_WORK TASK_: Retype word for word the lines of the data below, from the first to the one bearing "Search the above image for: foggy background", with that one included.

_TASK INPUT_:
------------------------------------------------------------------------

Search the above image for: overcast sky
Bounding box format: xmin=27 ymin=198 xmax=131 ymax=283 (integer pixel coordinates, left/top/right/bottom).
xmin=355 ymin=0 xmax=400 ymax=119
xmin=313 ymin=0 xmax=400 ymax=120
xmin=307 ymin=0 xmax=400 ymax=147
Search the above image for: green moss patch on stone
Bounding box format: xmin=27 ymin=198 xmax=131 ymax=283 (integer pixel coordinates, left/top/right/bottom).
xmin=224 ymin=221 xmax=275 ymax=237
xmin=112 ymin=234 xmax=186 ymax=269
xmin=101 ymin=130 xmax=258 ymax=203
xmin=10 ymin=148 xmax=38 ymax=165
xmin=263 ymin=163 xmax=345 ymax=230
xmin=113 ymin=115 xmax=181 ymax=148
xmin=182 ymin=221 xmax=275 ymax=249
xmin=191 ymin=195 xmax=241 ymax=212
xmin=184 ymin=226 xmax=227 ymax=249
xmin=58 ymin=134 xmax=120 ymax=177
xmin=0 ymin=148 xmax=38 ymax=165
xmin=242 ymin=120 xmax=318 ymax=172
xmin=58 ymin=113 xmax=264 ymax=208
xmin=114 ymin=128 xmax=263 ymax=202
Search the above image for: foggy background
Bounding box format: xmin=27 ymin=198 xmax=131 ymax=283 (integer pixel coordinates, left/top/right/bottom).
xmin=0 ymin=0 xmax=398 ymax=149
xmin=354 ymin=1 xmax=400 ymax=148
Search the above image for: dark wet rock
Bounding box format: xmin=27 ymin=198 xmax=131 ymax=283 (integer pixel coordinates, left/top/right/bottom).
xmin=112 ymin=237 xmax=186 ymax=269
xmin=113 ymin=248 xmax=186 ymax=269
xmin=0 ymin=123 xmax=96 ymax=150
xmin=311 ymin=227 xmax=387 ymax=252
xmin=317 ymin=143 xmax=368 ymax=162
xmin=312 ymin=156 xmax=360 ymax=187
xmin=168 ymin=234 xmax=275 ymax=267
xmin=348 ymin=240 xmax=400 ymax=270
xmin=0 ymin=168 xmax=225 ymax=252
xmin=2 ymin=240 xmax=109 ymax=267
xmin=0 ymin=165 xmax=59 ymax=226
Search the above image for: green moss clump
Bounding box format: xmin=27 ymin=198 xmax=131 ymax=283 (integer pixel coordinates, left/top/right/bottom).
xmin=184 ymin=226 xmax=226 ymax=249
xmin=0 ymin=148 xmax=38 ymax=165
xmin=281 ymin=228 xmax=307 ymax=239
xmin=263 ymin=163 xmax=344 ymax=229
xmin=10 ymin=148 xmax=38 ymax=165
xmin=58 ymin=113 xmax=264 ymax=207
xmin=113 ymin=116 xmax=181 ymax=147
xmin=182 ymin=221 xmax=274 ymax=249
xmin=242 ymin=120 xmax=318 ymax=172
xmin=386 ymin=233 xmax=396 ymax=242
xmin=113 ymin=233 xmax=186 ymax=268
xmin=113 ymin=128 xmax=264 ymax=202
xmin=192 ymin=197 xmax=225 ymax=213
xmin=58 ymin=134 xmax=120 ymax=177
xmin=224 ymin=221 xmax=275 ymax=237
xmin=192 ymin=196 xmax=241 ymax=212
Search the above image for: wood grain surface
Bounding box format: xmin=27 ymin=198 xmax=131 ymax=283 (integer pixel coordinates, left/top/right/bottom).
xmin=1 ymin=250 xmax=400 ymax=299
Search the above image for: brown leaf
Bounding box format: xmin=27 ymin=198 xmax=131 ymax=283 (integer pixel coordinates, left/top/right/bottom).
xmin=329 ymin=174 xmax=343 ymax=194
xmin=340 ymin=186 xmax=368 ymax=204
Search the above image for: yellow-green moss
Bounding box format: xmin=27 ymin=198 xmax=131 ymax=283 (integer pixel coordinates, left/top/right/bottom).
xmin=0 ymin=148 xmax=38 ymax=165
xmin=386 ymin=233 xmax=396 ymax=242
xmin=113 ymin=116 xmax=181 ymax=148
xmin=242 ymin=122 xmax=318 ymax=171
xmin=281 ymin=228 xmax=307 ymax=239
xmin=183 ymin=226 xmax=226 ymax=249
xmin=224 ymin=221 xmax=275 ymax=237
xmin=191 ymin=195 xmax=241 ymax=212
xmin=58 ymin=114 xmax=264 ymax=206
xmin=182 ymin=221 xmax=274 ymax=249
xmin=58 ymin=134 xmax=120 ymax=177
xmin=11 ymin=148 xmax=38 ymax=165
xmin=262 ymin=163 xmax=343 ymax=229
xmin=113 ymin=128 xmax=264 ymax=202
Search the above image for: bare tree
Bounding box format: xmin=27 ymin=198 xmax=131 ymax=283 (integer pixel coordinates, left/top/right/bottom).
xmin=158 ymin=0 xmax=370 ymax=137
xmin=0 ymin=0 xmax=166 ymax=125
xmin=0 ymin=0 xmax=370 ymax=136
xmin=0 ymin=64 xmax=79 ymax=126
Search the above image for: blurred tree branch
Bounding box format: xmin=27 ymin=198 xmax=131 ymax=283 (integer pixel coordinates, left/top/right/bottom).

------------------------------------------------------------------------

_ANSWER TO THIS PROBLEM_:
Search the above image for: overcast sky
Bounding box format: xmin=27 ymin=198 xmax=131 ymax=283 (integer pixel coordinates, left/top/right/bottom).
xmin=355 ymin=0 xmax=400 ymax=119
xmin=313 ymin=0 xmax=400 ymax=120
xmin=307 ymin=0 xmax=400 ymax=147
Search the above image for: green moss patch on stone
Bounding box format: xmin=27 ymin=198 xmax=131 ymax=283 (integer pixel coordinates, left/top/right/bottom).
xmin=224 ymin=221 xmax=275 ymax=237
xmin=112 ymin=234 xmax=186 ymax=269
xmin=101 ymin=130 xmax=258 ymax=203
xmin=10 ymin=148 xmax=38 ymax=165
xmin=263 ymin=163 xmax=345 ymax=230
xmin=113 ymin=115 xmax=181 ymax=148
xmin=182 ymin=221 xmax=275 ymax=249
xmin=191 ymin=195 xmax=241 ymax=212
xmin=184 ymin=226 xmax=227 ymax=249
xmin=58 ymin=134 xmax=120 ymax=177
xmin=0 ymin=148 xmax=38 ymax=165
xmin=242 ymin=120 xmax=318 ymax=172
xmin=58 ymin=113 xmax=264 ymax=208
xmin=114 ymin=128 xmax=263 ymax=202
Search the above image for: foggy background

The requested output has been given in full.